(Items from a data source)
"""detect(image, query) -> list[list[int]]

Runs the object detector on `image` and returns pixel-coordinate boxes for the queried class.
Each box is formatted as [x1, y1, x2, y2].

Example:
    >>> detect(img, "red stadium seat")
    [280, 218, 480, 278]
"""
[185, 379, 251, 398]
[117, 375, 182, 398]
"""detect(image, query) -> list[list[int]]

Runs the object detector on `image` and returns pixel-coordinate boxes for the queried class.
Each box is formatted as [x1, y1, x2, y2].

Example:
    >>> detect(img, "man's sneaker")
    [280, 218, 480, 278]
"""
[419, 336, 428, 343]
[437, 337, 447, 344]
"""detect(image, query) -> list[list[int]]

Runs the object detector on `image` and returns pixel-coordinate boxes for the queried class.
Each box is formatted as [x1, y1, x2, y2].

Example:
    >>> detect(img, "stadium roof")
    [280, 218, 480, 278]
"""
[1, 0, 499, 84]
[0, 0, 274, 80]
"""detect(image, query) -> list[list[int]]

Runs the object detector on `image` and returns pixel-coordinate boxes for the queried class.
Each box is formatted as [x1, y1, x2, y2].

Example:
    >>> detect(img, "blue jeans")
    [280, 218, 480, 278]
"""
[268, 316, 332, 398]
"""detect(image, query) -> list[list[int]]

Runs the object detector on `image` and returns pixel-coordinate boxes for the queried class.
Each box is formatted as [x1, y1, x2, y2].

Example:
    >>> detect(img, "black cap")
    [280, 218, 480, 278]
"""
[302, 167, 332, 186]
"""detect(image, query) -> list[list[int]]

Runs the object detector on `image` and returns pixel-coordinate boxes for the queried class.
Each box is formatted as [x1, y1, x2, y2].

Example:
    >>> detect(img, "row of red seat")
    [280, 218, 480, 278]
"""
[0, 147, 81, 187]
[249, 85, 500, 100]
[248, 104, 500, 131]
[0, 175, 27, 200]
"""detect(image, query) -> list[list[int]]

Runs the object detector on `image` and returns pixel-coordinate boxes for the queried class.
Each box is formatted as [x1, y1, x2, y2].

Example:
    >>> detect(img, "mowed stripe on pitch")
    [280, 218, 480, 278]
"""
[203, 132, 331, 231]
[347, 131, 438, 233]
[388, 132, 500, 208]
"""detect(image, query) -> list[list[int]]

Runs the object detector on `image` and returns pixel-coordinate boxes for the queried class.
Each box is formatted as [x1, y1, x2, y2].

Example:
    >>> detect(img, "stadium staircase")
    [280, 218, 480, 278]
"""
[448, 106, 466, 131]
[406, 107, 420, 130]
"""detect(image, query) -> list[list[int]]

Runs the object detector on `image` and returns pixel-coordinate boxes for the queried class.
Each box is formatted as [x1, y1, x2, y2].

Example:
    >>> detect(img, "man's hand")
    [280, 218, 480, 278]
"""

▶ **Try it**: Using the exact wording, transcribe all the records above.

▶ **Written reply**:
"""detect(image, query) -> list[list[int]]

Runs the object detector on `image` and returns pixel-coordinate boxes for the queried class.
Each box is formatted as [x1, y1, x2, y2].

Example:
    >>> detect(img, "red stadium seat")
    [280, 218, 480, 278]
"""
[185, 379, 251, 398]
[117, 375, 182, 398]
"""detect(image, query) -> list[list[int]]

Runs the object detector on `image` and returns pixel-coordinate boxes for the queried class.
Each box is formatted as [x1, y1, x2, y2].

Example:
    >>> detect(img, "man's sneaker")
    [280, 218, 480, 278]
"""
[419, 336, 428, 343]
[437, 337, 447, 344]
"""detect(image, query) -> list[list[int]]

Runs the object detector on `image` and returns pixel-coordinate boxes for the queried class.
Each box is formatted as [x1, y1, x2, y2].

Example:
    >>> detect(img, "stadium roof")
    [280, 218, 480, 278]
"""
[1, 0, 499, 84]
[0, 0, 274, 80]
"""detect(image, query) -> list[list[int]]

Runs the object detector on `image` and returns pixel-coordinate boxes for the queried class.
Each box is formatted as [x1, y1, x2, y2].

Example:
    >>> detect(img, "blue jeans")
    [280, 218, 480, 278]
"""
[268, 316, 332, 398]
"""detect(image, query) -> list[list[int]]

Runs the object detector on `image` and returns pixel-coordinate boxes for the queried class.
Each box is formatted as [x1, y1, x2, y2].

Example:
    >>> detect(img, "black cap")
    [280, 218, 480, 278]
"""
[302, 167, 332, 186]
"""detect(image, query) -> list[list[int]]

Runs the object detector on `image` and returns pixel-coordinate boxes for the queried class.
Each box is formatted as [x1, y1, x2, y2].

Example:
    >>> detect(img, "row of red seat")
    [280, 218, 480, 278]
"""
[0, 147, 81, 187]
[249, 85, 500, 100]
[248, 104, 500, 131]
[0, 175, 27, 200]
"""detect(image, query) -> list[list[int]]

Runs the object detector on `image` and returns pixel-coordinate boxes for the queried class.
Each box is formatted as [x1, y1, x2, y2].

Example:
    >>> detect(img, "mowed stripe on pitch")
    [280, 218, 480, 278]
"""
[203, 132, 331, 231]
[347, 131, 438, 233]
[388, 132, 500, 208]
"""detect(image, query) -> list[list[int]]

Runs the object detector on `image` and returns pixel-coordinate boxes for the queried class.
Each box is formatted as [x1, y1, x2, y2].

Example:
    >>> detect(img, "stadium staircase")
    [280, 218, 480, 278]
"""
[448, 106, 466, 131]
[406, 107, 420, 130]
"""detect(image, query) -> list[list[int]]

Runs the object detector on `image` and returns pixel-coordinate boxes for the queried class.
Each box is formatted as [x1, y1, x2, y2].

Example:
    >>> detect(img, "man's hand")
    [280, 218, 480, 278]
"""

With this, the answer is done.